■ **STATED EXERCISE**
Restate the full set of records exactly, word for word.

■ **RECORDS PROVIDED**
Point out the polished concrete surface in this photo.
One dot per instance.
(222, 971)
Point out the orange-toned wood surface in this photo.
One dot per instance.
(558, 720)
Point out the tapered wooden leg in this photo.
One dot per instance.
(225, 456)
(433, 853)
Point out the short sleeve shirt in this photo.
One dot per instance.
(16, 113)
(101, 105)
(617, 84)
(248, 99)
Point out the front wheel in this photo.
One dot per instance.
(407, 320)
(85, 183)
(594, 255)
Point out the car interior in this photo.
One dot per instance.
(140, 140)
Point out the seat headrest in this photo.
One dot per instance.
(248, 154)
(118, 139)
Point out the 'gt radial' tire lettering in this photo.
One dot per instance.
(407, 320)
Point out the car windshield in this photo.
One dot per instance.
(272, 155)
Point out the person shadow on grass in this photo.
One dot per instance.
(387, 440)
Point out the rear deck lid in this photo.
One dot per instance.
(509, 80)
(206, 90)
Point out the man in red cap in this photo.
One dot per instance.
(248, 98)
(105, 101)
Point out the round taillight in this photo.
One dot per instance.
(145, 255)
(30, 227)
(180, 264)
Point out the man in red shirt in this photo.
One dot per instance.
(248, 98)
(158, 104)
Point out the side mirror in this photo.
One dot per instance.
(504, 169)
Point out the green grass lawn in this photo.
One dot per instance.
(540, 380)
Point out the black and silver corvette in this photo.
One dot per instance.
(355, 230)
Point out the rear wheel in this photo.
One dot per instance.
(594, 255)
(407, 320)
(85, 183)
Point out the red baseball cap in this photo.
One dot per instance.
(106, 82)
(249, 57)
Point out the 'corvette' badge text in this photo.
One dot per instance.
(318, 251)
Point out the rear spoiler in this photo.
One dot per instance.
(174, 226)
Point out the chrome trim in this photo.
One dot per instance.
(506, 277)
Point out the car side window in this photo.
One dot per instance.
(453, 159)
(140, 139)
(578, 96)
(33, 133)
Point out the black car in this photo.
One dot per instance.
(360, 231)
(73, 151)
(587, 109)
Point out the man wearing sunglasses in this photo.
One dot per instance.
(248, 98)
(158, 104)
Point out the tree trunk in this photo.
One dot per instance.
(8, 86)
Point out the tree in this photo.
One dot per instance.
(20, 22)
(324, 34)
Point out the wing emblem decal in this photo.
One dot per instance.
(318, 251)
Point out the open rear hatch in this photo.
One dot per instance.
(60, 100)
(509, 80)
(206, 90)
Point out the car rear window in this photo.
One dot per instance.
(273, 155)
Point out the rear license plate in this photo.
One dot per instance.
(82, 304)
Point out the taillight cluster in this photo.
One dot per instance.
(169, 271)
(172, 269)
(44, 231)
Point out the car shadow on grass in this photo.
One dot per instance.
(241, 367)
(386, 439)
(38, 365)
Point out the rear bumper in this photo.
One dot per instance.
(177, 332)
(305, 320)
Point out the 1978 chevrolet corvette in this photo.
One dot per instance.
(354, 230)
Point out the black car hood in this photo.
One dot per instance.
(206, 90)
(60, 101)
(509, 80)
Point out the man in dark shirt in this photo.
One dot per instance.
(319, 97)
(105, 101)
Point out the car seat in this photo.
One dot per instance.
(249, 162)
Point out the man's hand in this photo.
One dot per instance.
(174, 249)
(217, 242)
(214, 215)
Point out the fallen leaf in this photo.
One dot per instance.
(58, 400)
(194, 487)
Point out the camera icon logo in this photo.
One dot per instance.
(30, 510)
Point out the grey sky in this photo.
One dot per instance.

■ **EXERCISE OUTPUT**
Point out the polished concrete surface in this photo.
One dot per instance.
(222, 971)
Point out the orange-toned wood surface in this photo.
One dot per instance.
(558, 720)
Point out the tapered wooden leg in this photo.
One dot per instance.
(225, 456)
(433, 853)
Point out the short sleeve shirt in this photo.
One dot per instance.
(16, 113)
(101, 105)
(617, 84)
(248, 99)
Point out the front wheel in this photo.
One dot per instance.
(407, 320)
(85, 183)
(594, 255)
Point out the car interior in this photo.
One dot per instance.
(140, 140)
Point out the seat headrest in this photo.
One dot per instance.
(248, 154)
(118, 139)
Point out the 'gt radial' tire lettering in this photo.
One dot per instance.
(407, 320)
Point out the car windshield in this photo.
One dot per instance.
(272, 155)
Point out the person shadow on grass in this photo.
One dot per instance.
(387, 440)
Point out the rear deck lid in this photo.
One dot per instance.
(509, 80)
(206, 90)
Point out the man in red cap in this photo.
One dot per instance.
(248, 98)
(105, 101)
Point out the round taillight in this photo.
One dot per instance.
(145, 255)
(30, 227)
(180, 264)
Point out the man in red shirt in this photo.
One dot per instance.
(248, 98)
(158, 104)
Point out the side mirror in this photo.
One dot per instance.
(504, 169)
Point out the green grass lawn in this photo.
One dot per instance.
(540, 380)
Point out the black and silver corvette in this photo.
One dot per instance.
(355, 230)
Point out the rear wheel in this photo.
One dot per instance.
(594, 255)
(407, 320)
(85, 183)
Point out the red baseball cap in this photo.
One dot per instance.
(106, 82)
(249, 57)
Point out the 'corvette' badge text in this photo.
One dot per instance.
(318, 251)
Point out the rear spoiler in this photo.
One dot per instance.
(174, 226)
Point out the chrome trim in this photo.
One dot per instance.
(506, 277)
Point out the car side window in this photo.
One dot per instance.
(453, 159)
(140, 139)
(578, 96)
(33, 133)
Point out the black car in this photo.
One dot per instance.
(360, 231)
(73, 151)
(587, 109)
Point out the man wearing sunglasses in this photo.
One dot per instance.
(248, 98)
(158, 104)
Point out the tree trunk in this photo.
One dot per instance.
(8, 86)
Point out the tree in this photo.
One dot per instance.
(20, 22)
(324, 34)
Point out the wing emblem decal in this photo.
One dot per instance.
(318, 251)
Point out the open rear hatch in this photo.
One dot per instance.
(60, 100)
(509, 80)
(206, 90)
Point out the car rear window in this photo.
One dot per instance.
(273, 155)
Point out the rear license plate in this photo.
One dot per instance.
(82, 304)
Point out the taillight cluster in this photo.
One dot per instance.
(169, 271)
(172, 269)
(44, 231)
Point out the car shadow on grass in this photo.
One dot per instance.
(241, 367)
(386, 439)
(38, 365)
Point out the rear bumper in this photo.
One dot per instance.
(177, 332)
(305, 320)
Point out the 1978 chevrolet corvette in this photo.
One dot per instance.
(354, 230)
Point out the black car hood in this photo.
One dot per instance.
(206, 90)
(60, 101)
(509, 80)
Point out the man in dark shirt in this photo.
One dot per instance.
(319, 97)
(105, 101)
Point out the car seat in this photo.
One dot per instance.
(249, 162)
Point out the man's hand in this photo.
One dot per instance.
(174, 249)
(217, 242)
(214, 215)
Point out the fallen leaf in this photo.
One dot per instance.
(58, 400)
(194, 487)
Point out the camera icon logo in this photo.
One dot per instance.
(30, 510)
Point out the grey sky in this photo.
One dot per instance.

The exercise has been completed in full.